__TASK OBJECTIVE__
A word-for-word copy of the entries is the only acceptable reply.

__Stored items__
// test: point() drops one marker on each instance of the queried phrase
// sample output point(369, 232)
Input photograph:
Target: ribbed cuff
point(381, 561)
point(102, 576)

__ANSWER SECTION__
// test: point() drops one marker on each instance of the queried phrase
// sample output point(369, 232)
Input photograph:
Target: ribbed cuff
point(381, 561)
point(102, 576)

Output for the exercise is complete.